#### Activity:
In the text about Hamburg, New York, copy out word for word the part that opens with the words "The Hamburg Downtown" and closes with "Thruway (Interstate 90).".

START Text for analysis

Hamburg is a village in Erie County, New York, United States. The population was 9,696 at the 2020 census. The village is named after Hamburg, the second largest city in Germany. It is part of the Buffalo-Niagara Falls metropolitan area.

The village of Hamburg lies in the southeast part of the town of Hamburg and is south of Buffalo.

== History ==
The Village of Hamburg was incorporated in 1874 and had a population in 1880 of 758.

The Hamburg Downtown Historic District was listed on the National Register of Historic Places in 2012.

==Geography==
Hamburg is located at (42.722759, -78.833853).

According to the United States Census Bureau, the village has a total area of 2.5 square miles (6.5 km^{2}), all land.

Hamburg lies at the junction of several major trucking roads, such as Lakeview Road, Boston State Road (Route 391), Sisson Highway (Route 75), South Park Avenue/Buffalo Street (U.S. Route 62), which becomes Gowanda State Road south of the village, and McKinley Parkway. Hamburg is east of the New York State Thruway (Interstate 90).

Eighteen Mile Creek flows south of the village to Lake Erie.

==Demographics==

At the 2000 census there were 10,116 people, 4,010 households, and 2,694 families in the village. The population density was 4,025.2 PD/sqmi. There were 4,144 housing units at an average density of 1,648.9 /sqmi. The racial makeup of the village was 98.64% White, 0.20% Black or African American, 0.15% Native American, 0.40% Asian, 0.15% from other races, and 0.47% from two or more races. Hispanic or Latino of any race were 0.75%.

Of the 4,010 households 33.5% had children under the age of 18 living with them, 55.4% were married couples living together, 9.1% had a female householder with no husband present, and 32.8% were non-families. 28.7% of households were one person and 15.3% were one person aged 65 or older. The average household size was 2.50 and the average family size was 3.12.

END Text for analysis
START Provided records

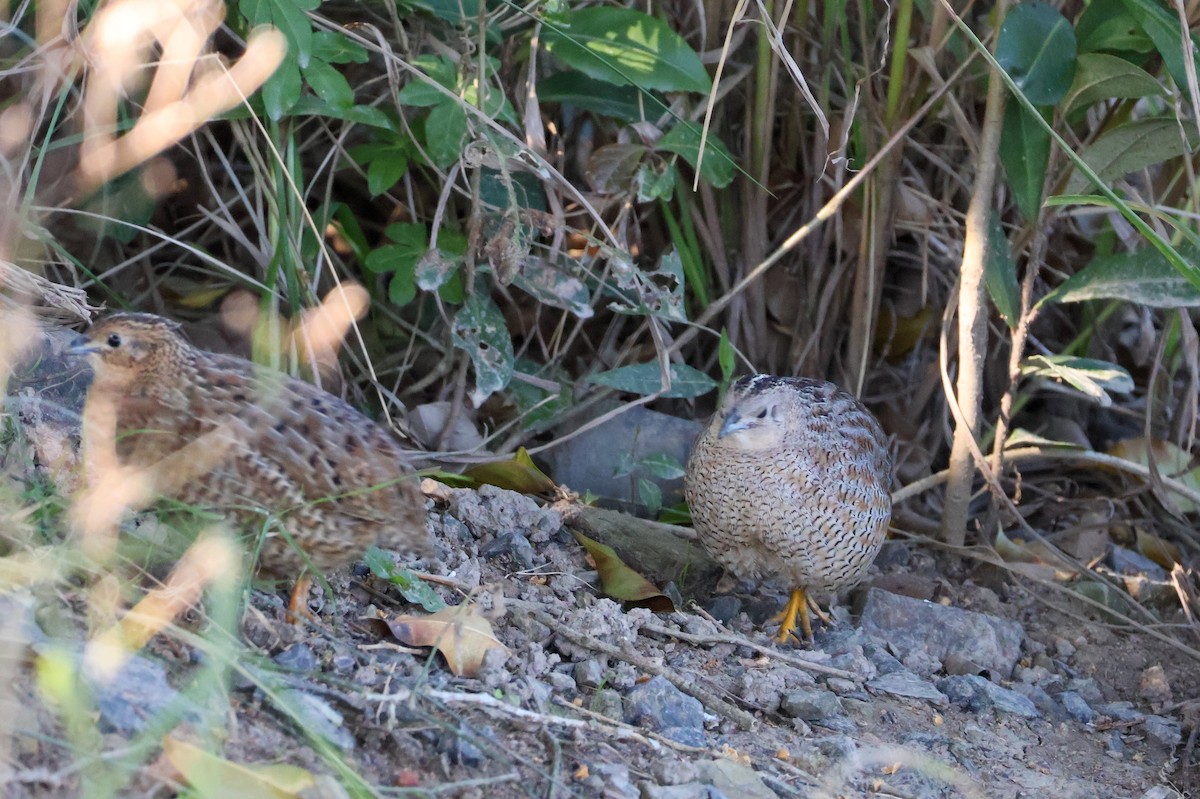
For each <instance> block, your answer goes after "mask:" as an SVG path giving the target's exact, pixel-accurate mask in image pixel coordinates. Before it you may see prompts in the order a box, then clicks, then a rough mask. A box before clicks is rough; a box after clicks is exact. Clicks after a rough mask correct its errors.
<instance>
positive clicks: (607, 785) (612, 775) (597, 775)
mask: <svg viewBox="0 0 1200 799" xmlns="http://www.w3.org/2000/svg"><path fill="white" fill-rule="evenodd" d="M590 770H592V776H594V777H599V779H600V780H601V783H602V785H604V793H602V794H601V795H602V797H604V799H638V795H640V794H641V792H640V791H638V789H637V788H636V787H635V786H634V782H632V780H630V779H629V767H628V765H625V764H624V763H596V764H594V765H592V767H590Z"/></svg>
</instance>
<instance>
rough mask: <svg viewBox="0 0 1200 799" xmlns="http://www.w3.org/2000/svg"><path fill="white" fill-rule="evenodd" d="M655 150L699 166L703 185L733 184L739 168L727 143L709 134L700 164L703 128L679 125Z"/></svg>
mask: <svg viewBox="0 0 1200 799" xmlns="http://www.w3.org/2000/svg"><path fill="white" fill-rule="evenodd" d="M654 149H655V150H660V151H661V150H665V151H667V152H674V154H676V155H678V156H680V157H682V158H683V160H684V161H686V162H688V163H690V164H691V166H692V167H695V166H696V163H700V176H701V178H702V179H703V180H704V182H707V184H709V185H712V186H714V187H716V188H725V187H726V186H728V185H730V184H731V182H733V176H734V173H736V172H737V164H736V162H734V161H733V154H731V152H730V149H728V148H726V146H725V143H724V142H721V140H720V139H719V138H716V137H715V136H713V133H712V132H709V134H708V138H707V139H704V160H703V161H700V127H698V126H695V125H691V124H688V122H680V124H678V125H676V126H674V127H672V128H671V130H670V131H667V132H666V134H664V137H662V138H661V139H659V140H658V142H655V143H654Z"/></svg>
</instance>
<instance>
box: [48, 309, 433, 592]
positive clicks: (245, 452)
mask: <svg viewBox="0 0 1200 799" xmlns="http://www.w3.org/2000/svg"><path fill="white" fill-rule="evenodd" d="M71 349H72V352H73V353H76V354H80V355H86V358H88V361H89V364H90V365H91V368H92V372H94V374H95V377H94V379H92V384H91V386H90V389H89V403H90V402H92V401H94V399H102V401H107V402H108V403H110V404H112V407H114V408H115V415H116V429H115V449H116V458H118V461H119V463H120V464H121V465H122V467H137V468H139V469H145V470H148V473H150V474H151V475H152V474H154V473H155V470H156V469H157V470H160V471H161V470H164V467H163V464H164V463H170V462H172V461H173V459H174V461H175V463H174V465H173V467H172V468H173V469H174V470H176V471H178V470H180V465H182V470H184V471H185V474H176V475H174V476H173V477H169V479H161V480H158V481H157V483H156V485H158V486H170V487H169V488H161V491H162V492H163V493H168V494H169V495H170V497H172V498H174V499H178V500H179V501H181V503H185V504H188V505H193V506H198V507H205V509H212V510H216V511H217V512H220V513H222V515H223V516H226V517H227V518H229V519H230V521H232V522H233V523H235V524H238V525H240V527H245V528H247V529H254V530H257V529H263V528H264V522H265V521H266V518H268V517H269V516H270V517H274V521H271V522H270V523H268V524H266V525H265V529H266V533H265V539H264V540H263V543H262V548H260V551H259V557H258V566H259V570H260V571H264V572H268V573H272V575H278V576H290V577H295V578H296V587H295V591H294V593H293V596H292V608H293V611H296V609H300V608H301V602H304V601H305V600H306V596H307V589H308V584H310V581H308V579H307V578H302V577H301V576H302V573H304V572H305V571H306V570H307V569H308V567H310V566H311V567H313V569H317V570H328V569H334V567H336V566H340V565H343V564H346V563H347V561H349V560H350V559H352V558H354V557H356V555H358V554H360V553H361V552H362V551H364V549H366V548H367V547H368V546H371V545H373V543H378V545H379V546H382V547H386V548H395V549H403V551H409V552H421V553H425V552H428V548H430V545H428V536H427V533H426V528H425V510H424V499H422V497H421V493H420V489H419V488H418V482H416V477H415V475H413V474H412V470H410V469H409V468H408V467H407V463H406V458H404V455H403V452H402V451H401V449H400V446H398V444H397V443H396V440H395V439H394V438H392V437H391V435H390V434H389V433H388V432H386V431H384V428H383V427H380V426H379V425H377V423H376V422H373V421H371V420H370V419H367V417H366V416H364V415H362V414H360V413H359V411H358V410H355V409H354V408H352V407H350V405H349V404H347V403H346V402H343V401H341V399H338V398H337V397H335V396H332V395H329V394H326V392H324V391H322V390H320V389H318V388H316V386H313V385H311V384H308V383H304V382H302V380H298V379H294V378H290V377H288V376H286V374H282V373H278V372H275V371H272V370H268V368H264V367H260V366H257V365H254V364H252V362H250V361H247V360H244V359H240V358H234V356H229V355H218V354H215V353H208V352H204V350H200V349H197V348H194V347H192V346H191V344H190V343H188V342H187V341H186V340H185V338H184V337H182V335H181V334H180V331H179V325H176V324H175V323H173V322H170V320H168V319H164V318H162V317H157V316H152V314H145V313H118V314H113V316H109V317H107V318H104V319H102V320H100V322H98V323H96V324H95V325H92V326H91V328H90V329H89V330H88V332H86V334H85V335H83V336H79V337H78V338H77V340H76V342H74V343H73V346H72V348H71ZM205 437H208V439H205ZM188 446H191V447H193V449H196V447H197V446H199V449H198V450H196V451H197V452H200V453H204V452H208V455H202V457H198V458H192V457H191V456H190V453H188V451H187V450H186V449H185V447H188ZM214 447H215V449H214ZM180 453H182V455H184V457H182V458H181V457H180ZM173 456H174V458H173ZM205 459H208V461H209V462H205ZM180 461H181V464H180Z"/></svg>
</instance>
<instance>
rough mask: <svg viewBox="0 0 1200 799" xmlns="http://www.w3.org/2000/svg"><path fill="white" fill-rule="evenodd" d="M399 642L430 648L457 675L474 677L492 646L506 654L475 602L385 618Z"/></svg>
mask: <svg viewBox="0 0 1200 799" xmlns="http://www.w3.org/2000/svg"><path fill="white" fill-rule="evenodd" d="M385 621H386V624H388V629H389V630H391V635H394V636H395V637H396V638H397V639H398V641H401V642H402V643H406V644H408V645H410V647H433V648H434V649H437V650H438V651H440V653H442V656H443V657H445V659H446V666H449V667H450V671H451V672H454V674H456V675H457V677H475V675H476V674H479V667H480V666H482V663H484V655H486V654H487V651H488V650H491V649H500V650H502V651H505V653H508V650H509V649H508V647H505V645H504V644H502V643H500V642H499V641H498V639H497V638H496V632H494V631H493V630H492V623H491V621H488V620H487V619H485V618H484V617H482V615H481V614H480V613H479V607H478V606H475V605H467V606H461V605H460V606H457V607H448V608H443V609H440V611H438V612H437V613H433V614H431V615H397V617H395V618H394V619H385Z"/></svg>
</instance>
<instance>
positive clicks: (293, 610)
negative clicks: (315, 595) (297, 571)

END Provided records

#### Result for this task:
The Hamburg Downtown Historic District was listed on the National Register of Historic Places in 2012.

==Geography==
Hamburg is located at (42.722759, -78.833853).

According to the United States Census Bureau, the village has a total area of 2.5 square miles (6.5 km^{2}), all land.

Hamburg lies at the junction of several major trucking roads, such as Lakeview Road, Boston State Road (Route 391), Sisson Highway (Route 75), South Park Avenue/Buffalo Street (U.S. Route 62), which becomes Gowanda State Road south of the village, and McKinley Parkway. Hamburg is east of the New York State Thruway (Interstate 90).